TASK DETAILS: What you return must be an exact copy of the lines in the listing below between the line holding "Target: cut branch stub" and the line holding "Locate the pale", inclusive, and nothing more.

»»

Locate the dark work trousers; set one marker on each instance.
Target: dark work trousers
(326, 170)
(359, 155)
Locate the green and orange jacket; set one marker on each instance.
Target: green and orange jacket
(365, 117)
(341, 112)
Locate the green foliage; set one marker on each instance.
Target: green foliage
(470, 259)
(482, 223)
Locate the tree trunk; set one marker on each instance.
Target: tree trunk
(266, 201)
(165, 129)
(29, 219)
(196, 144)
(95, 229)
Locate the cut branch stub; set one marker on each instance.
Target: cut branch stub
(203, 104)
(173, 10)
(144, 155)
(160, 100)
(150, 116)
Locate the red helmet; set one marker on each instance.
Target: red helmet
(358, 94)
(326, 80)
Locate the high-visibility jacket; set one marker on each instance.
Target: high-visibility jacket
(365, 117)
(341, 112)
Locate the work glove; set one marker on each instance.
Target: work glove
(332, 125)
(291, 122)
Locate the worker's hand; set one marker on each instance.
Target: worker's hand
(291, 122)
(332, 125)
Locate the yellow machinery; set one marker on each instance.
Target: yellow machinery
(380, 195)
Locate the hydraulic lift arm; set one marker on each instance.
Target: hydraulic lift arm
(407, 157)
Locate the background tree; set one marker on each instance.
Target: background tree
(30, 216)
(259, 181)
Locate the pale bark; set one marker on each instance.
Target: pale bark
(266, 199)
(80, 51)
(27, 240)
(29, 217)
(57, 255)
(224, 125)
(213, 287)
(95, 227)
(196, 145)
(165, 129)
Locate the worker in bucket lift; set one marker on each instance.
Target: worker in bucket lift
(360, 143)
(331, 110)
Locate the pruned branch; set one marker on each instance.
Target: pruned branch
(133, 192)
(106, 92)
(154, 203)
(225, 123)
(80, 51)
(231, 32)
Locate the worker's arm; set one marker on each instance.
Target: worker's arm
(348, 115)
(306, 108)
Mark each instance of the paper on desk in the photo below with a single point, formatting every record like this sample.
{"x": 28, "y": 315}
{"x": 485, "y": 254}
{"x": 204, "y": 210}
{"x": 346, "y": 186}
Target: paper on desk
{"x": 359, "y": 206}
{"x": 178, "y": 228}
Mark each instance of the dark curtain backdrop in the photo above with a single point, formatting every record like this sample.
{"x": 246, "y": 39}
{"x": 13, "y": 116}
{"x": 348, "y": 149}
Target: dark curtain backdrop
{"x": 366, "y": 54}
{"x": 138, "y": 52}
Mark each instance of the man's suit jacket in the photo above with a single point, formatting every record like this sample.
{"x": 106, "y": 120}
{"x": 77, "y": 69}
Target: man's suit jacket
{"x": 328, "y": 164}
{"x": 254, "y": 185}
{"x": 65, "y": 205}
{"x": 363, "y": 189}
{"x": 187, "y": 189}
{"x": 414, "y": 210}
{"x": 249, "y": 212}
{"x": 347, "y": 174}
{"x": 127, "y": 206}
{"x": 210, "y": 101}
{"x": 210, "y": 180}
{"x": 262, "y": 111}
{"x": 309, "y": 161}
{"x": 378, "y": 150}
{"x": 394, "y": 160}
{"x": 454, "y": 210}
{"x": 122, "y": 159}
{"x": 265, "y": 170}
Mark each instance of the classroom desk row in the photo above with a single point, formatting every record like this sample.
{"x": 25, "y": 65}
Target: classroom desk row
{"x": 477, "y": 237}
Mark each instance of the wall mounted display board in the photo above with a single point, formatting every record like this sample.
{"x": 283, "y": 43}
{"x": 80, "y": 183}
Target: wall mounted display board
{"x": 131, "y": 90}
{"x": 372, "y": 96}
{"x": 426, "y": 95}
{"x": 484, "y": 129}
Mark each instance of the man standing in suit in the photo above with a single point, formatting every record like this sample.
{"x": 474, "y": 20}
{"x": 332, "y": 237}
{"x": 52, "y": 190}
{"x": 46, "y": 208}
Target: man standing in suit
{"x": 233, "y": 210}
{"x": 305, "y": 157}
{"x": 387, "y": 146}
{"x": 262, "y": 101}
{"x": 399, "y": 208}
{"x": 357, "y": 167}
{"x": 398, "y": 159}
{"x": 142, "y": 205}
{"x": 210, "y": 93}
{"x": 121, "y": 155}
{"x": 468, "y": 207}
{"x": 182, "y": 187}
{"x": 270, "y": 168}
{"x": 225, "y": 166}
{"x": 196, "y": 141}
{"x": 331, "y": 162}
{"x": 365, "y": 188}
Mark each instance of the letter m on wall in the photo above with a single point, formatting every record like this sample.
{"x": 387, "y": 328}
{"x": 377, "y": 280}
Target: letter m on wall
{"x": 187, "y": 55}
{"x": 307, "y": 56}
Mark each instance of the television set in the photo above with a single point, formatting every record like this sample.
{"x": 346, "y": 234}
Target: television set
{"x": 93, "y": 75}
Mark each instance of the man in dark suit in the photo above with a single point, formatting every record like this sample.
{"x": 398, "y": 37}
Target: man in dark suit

««

ANSWER SECTION:
Target: cut branch stub
(203, 104)
(173, 10)
(144, 155)
(160, 100)
(150, 116)
Locate the red helmet; set one marker on each instance.
Target: red helmet
(358, 94)
(326, 80)
Locate the high-visibility jacket; set one marker on each instance.
Target: high-visibility jacket
(365, 117)
(341, 112)
Locate the work glove; set one marker on each instance.
Target: work glove
(332, 125)
(291, 122)
Locate the worker's hand; set one marker on each instance.
Target: worker's hand
(291, 122)
(332, 125)
Locate the yellow machinery; set one marker on each instance.
Target: yellow machinery
(380, 195)
Locate the hydraulic lift arm; set one marker on each instance.
Target: hydraulic lift arm
(407, 157)
Locate the background tree; set one marker on each instance.
Target: background tree
(30, 216)
(259, 181)
Locate the pale bark; set one marker on each instance.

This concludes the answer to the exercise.